**Saved entries**
☆ ☆ ☆ ☆

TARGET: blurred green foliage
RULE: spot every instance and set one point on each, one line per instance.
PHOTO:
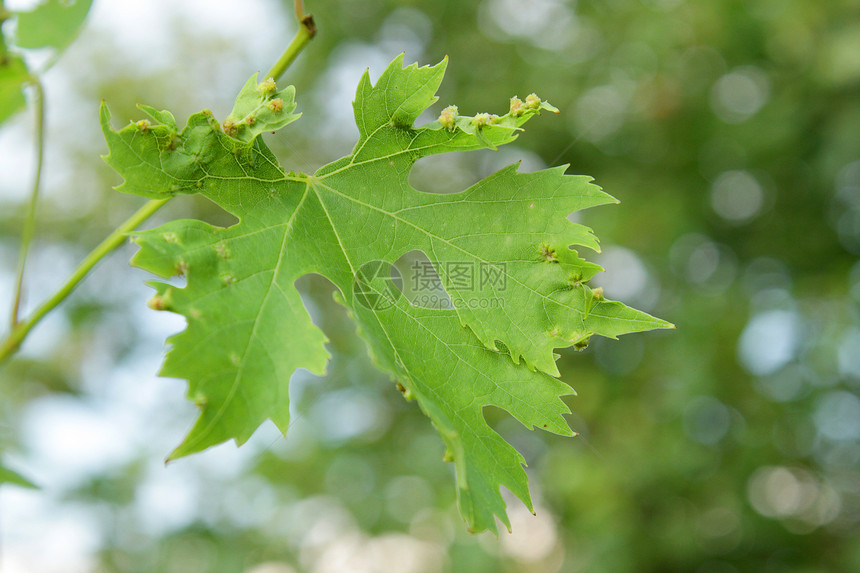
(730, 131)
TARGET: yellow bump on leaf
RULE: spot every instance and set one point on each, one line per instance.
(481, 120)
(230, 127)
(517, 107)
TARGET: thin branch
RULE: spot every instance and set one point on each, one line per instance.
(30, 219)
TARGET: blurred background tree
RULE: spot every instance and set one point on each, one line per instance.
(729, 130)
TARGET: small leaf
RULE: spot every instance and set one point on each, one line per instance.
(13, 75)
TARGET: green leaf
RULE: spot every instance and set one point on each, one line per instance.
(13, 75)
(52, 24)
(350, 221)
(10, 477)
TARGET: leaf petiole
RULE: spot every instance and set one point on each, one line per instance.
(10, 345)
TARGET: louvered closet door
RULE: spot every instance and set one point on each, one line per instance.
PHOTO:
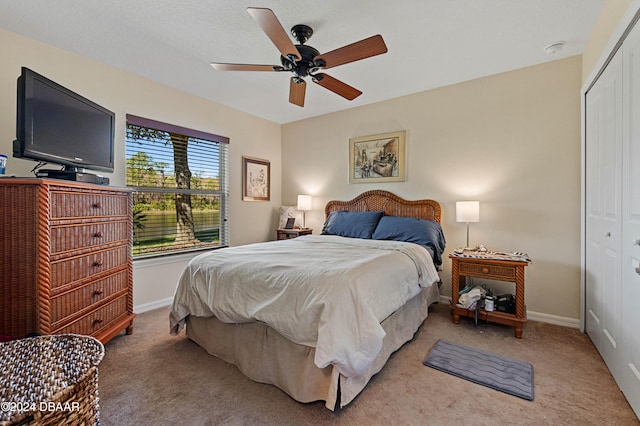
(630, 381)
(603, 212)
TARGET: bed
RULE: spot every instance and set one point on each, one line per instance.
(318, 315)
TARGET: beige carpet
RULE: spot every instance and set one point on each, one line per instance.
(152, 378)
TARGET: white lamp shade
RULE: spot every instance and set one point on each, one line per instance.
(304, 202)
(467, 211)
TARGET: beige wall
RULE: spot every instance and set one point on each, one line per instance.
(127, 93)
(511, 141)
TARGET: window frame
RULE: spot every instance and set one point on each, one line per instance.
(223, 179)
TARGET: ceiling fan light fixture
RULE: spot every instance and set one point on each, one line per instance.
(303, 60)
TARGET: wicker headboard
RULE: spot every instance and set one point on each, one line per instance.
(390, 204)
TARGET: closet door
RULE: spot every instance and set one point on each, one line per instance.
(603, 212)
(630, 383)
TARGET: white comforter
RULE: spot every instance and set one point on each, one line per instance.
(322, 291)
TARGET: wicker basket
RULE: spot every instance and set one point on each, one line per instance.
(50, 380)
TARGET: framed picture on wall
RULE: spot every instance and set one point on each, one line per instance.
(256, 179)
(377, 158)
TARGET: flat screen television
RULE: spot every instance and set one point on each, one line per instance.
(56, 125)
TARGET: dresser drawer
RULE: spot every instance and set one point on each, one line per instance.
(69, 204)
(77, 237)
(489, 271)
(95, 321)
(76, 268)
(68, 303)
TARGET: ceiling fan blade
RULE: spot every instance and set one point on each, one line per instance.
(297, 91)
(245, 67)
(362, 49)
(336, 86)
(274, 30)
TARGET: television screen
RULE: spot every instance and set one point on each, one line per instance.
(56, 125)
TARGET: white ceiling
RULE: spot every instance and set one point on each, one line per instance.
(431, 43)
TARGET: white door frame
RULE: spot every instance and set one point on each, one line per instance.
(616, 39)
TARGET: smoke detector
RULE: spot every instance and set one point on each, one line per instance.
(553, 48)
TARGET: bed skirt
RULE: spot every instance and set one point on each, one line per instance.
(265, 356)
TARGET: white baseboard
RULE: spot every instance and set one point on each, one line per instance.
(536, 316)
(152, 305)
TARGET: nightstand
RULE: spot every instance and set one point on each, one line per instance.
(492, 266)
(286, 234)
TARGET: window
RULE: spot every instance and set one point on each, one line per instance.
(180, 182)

☆ ☆ ☆ ☆

**TASK INSTRUCTIONS**
Each line holding "blurred" in the records should be copied out.

**EXERCISE RESPONSE**
TARGET: blurred green foliage
TARGET: blurred background tree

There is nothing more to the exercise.